- _Given request_: Display every line of the data below that contains the word "purple", copying each line in full. Case matters when matching.
[Start]
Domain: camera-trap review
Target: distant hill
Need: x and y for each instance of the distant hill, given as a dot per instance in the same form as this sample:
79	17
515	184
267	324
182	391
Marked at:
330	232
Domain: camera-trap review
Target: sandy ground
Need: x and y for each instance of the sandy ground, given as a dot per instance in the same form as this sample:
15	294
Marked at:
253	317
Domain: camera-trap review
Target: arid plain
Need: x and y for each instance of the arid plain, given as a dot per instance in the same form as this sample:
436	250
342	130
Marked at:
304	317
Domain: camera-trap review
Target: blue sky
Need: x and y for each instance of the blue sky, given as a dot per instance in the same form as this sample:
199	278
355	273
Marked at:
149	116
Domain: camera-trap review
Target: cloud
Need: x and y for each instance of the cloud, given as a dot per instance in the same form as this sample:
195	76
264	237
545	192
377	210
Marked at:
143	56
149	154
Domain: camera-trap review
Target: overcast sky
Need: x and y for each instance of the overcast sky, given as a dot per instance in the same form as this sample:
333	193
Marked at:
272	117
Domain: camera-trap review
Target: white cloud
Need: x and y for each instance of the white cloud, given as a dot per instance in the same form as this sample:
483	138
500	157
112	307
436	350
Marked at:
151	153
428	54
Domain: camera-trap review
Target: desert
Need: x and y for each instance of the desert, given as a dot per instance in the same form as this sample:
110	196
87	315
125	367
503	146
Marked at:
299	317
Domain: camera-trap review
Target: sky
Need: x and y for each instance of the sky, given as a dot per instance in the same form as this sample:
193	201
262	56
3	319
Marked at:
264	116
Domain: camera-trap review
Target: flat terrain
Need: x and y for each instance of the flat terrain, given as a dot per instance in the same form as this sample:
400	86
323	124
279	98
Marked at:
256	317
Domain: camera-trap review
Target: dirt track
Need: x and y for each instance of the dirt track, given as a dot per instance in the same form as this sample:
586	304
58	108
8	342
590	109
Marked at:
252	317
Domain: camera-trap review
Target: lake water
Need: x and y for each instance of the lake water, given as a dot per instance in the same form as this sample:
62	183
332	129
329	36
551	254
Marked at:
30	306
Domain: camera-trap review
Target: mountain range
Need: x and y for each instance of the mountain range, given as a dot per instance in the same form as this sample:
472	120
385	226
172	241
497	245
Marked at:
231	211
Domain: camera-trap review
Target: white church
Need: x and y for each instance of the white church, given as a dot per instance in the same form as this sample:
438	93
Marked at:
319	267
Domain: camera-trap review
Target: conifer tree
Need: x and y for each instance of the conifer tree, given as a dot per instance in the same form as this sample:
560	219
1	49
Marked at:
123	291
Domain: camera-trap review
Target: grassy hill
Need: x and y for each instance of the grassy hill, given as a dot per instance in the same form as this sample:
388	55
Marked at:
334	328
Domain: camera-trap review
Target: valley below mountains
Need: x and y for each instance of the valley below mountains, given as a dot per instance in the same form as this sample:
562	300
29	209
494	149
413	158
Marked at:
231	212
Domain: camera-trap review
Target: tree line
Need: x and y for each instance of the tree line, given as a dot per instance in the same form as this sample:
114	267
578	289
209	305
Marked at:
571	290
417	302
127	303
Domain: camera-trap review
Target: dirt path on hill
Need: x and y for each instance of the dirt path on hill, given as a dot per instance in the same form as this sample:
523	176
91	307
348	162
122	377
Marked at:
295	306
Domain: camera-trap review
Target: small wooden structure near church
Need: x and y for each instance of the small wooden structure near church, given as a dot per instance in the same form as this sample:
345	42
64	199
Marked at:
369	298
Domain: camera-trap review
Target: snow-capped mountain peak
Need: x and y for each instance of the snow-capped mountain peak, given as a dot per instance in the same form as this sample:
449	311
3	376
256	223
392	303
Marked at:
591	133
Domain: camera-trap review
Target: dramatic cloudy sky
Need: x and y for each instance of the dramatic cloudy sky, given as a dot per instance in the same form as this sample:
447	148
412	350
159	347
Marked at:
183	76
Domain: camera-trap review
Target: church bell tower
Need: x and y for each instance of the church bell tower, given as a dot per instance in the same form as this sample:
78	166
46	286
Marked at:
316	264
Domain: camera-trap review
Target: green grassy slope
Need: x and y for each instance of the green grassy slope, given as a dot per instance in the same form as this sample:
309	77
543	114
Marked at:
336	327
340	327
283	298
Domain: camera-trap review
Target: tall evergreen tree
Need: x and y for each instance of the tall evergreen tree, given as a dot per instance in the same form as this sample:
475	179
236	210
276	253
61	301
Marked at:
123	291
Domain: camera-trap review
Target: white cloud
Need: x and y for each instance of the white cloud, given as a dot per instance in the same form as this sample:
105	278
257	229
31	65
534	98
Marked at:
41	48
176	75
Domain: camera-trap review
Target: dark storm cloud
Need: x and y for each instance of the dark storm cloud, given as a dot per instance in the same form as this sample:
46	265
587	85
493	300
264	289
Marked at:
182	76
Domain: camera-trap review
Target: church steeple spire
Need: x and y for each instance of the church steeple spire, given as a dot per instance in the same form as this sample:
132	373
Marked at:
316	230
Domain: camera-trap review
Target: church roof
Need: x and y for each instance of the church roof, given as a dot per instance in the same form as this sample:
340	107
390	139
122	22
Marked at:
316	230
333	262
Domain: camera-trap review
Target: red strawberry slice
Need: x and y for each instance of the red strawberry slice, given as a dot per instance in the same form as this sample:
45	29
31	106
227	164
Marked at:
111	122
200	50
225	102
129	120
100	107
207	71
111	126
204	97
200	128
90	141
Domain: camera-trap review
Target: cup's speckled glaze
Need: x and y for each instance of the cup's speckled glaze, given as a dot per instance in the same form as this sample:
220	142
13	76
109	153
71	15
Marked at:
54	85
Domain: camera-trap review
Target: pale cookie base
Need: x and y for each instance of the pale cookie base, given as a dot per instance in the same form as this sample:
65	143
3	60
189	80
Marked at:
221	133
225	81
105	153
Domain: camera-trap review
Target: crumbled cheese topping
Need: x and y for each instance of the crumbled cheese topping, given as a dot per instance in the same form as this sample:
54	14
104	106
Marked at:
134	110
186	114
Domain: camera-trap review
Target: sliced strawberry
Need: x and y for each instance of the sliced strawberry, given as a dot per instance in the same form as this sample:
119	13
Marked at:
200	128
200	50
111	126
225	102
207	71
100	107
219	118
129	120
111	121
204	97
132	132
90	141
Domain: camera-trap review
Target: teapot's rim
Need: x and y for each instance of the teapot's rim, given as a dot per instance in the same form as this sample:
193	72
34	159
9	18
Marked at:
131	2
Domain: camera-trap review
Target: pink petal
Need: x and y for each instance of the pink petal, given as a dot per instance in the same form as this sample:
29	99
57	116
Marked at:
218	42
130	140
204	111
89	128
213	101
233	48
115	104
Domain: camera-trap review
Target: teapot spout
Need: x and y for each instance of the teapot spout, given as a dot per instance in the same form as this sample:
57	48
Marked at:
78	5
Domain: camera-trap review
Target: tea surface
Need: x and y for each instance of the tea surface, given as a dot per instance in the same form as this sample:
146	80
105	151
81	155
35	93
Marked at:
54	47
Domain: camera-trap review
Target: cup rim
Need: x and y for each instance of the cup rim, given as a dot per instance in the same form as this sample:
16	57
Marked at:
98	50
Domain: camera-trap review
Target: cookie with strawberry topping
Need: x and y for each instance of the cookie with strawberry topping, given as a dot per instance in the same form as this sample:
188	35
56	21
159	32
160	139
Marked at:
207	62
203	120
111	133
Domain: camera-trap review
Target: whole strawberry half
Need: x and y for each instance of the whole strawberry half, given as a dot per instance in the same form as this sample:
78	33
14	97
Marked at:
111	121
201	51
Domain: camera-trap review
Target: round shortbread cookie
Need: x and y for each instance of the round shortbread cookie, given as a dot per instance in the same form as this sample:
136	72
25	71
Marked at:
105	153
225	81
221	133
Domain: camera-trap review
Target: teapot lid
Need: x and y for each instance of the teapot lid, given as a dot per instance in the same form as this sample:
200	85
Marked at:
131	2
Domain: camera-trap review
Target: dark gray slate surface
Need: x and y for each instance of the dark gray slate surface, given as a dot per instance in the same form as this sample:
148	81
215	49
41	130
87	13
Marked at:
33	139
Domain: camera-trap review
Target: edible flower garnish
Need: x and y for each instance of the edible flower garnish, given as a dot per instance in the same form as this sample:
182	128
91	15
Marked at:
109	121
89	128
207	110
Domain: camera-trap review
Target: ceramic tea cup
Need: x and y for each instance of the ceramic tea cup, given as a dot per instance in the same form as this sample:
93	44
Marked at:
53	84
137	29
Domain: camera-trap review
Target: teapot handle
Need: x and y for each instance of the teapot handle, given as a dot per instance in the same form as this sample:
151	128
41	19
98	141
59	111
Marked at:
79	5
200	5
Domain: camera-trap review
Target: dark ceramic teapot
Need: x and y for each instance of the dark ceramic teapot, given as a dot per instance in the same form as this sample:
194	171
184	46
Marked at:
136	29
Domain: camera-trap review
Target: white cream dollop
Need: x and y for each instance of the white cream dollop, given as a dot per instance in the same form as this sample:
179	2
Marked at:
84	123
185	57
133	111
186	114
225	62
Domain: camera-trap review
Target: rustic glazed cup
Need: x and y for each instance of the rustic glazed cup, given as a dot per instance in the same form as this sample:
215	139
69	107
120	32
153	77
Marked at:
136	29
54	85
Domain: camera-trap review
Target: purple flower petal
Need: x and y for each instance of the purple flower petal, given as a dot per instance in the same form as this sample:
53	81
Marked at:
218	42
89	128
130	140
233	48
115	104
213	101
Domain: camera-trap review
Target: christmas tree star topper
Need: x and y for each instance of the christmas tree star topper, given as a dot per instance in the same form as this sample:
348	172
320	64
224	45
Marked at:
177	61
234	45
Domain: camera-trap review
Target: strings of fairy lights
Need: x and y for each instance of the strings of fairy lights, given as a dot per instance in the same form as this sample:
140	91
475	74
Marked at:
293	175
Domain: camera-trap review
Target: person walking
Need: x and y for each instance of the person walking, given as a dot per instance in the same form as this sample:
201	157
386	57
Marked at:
[End]
- _Response to this exercise_:
Target: purple flower petal
Need: x and y for each instance of the purple flower petal, given as a dot per instance in the same form as this sample:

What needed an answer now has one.